+++ Artikel

Die Beschwerde hat keinen Erfolg. Das Beschwerdevorbringen, auf dessen Überprüfung der Senat gemäß § 146 Abs. 4 Satz 6 VwGO beschränkt ist, rechtfertigt nicht die Änderung des angegriffenen Beschlusses.

Das Verwaltungsgericht hat in Numerus clausus-Verfahren den Sachverhalt gemäß § 86 Abs. 1 VwGO nach Maßgabe der Rechtsprechung des Bundesverfassungsgerichts (vgl. auch Beschl. v. 22.10.1991 - 1 BvR 393/85, 1 BvR 610/85 -, BVerfGE 85, 36 [BVerfG 22.10.1991 - 1 BvR 393/85] = DVBl. 1992, 145) aufzuklären und insoweit gemäß § 99 Abs. 1 Satz 1 VwGO die Verwaltungsvorgänge beizuziehen. Auf welche Unterlagen sich die Vorlagepflicht der Behörden im gerichtlichen Verfahren bezieht, ist in dieser Vorschrift nicht im Einzelnen geregelt. Grundsätzlich ist alles vorzulegen, was der umfassenden Sachaufklärung durch das Gericht und der Gewinnung von Grundlagen für die Führung des Prozesses durch die Beteiligten dienlich erscheint (BVerwG, Beschl. v. 9.11.1962 - VII B 91.62 -, BVerwGE 15, 132 = NJW 1963, 553; Beschl. v. 24.11.2003 - 20 F 13.03 -, BVerwGE 119, 229 = NVwZ 2004, 485). Umfasst sind deshalb jedenfalls alle in einem konkreten Antragsverfahren angefallenen Unterlagen, die hier offenbar vollständig vorgelegt worden sind. In Numerus clausus-Verfahren sind darüber hinaus stets die Kapazitätsberechnungsvorgänge der Hochschule vorzulegen. Deren Umfang fällt in der Praxis sehr unterschiedlich aus. Vor allem bei Studiengängen, in denen es regelmäßig zu Rechtsstreitigkeiten kommt, legen die Hochschulen vielfach von sich aus nicht nur die Berechnung selbst, sondern alle Unterlagen vor, welche das Verwaltungsgericht in früheren "Durchgängen" bereits nachgefordert hat bzw. in die von den Prozessbevollmächtigten der Antragsteller erfahrungsgemäß Einsicht begehrt wird, und geben von sich aus umfangreiche Erläuterungen. Hochschulen, die selten mit Kapazitätsstreitigkeiten befasst sind, beschränken sich demgegenüber tendenziell - wie hier - auf den nach § 4 KapVO vorzulegenden Bericht, wobei die zugehörige Kapazitätsberechnung entsprechend der Vorgabe im oben genannten Erlass vom 12. Dezember 2012 unter Anwendung des Kapazitätsberechnungsprogramms WinKap, neue Version 1.4.15, angefertigt wird, soweit dieser Erlass nicht Ausnahmen für die medizinischen Studiengänge vorsieht.

++++++
+++ Datenauszug

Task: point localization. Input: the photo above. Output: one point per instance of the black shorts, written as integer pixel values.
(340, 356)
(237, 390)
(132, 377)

++++++

[Zu bearbeitende Aufgaben]
a. Mit welchem Programm wird die Kapazitätsberechnung laut dem Artikel angefertigt?
b. Führe den Artikel zur Vorlagepflicht in Numerus-clausus-Verfahren im Anschluss an seinen letzten Satz fort.
Die Zeilen stammen aus einer anderen Quelle.

[Schriftliche Antworten]
a. Mit dem Kapazitätsberechnungsprogramm WinKap, neue Version 1.4.15.

b.
In Betracht kommen als zusätzliche Unterlagen - jedenfalls soweit sie nicht leicht auffindbar im Internet veröffentlicht sind - vor allem Vorlesungsverzeichnisse, Zielvereinbarungen, Studien- und andere Ordnungen der Hochschule, Stellen- und Wirtschaftspläne, Vorgänge zu Deputatsverminderungen, Arbeitsverträge für wissenschaftliche Mitarbeiter und anderes. Die mögliche rechtliche Relevanz solcher Unterlagen hat der Senat bereits in einer Vielzahl von Entscheidungen erörtert. Insoweit wäre es - wenn auch rechtlich nicht geboten - jedenfalls wünschenswert, dass die Hochschulen schon aus Gründen der Verfahrensbeschleunigung diese Unterlagen jedenfalls überwiegend auch ohne spezifische Anforderung mit vorlegen, jedenfalls aber auf vorhandene Fundstellen im Internet verweisen.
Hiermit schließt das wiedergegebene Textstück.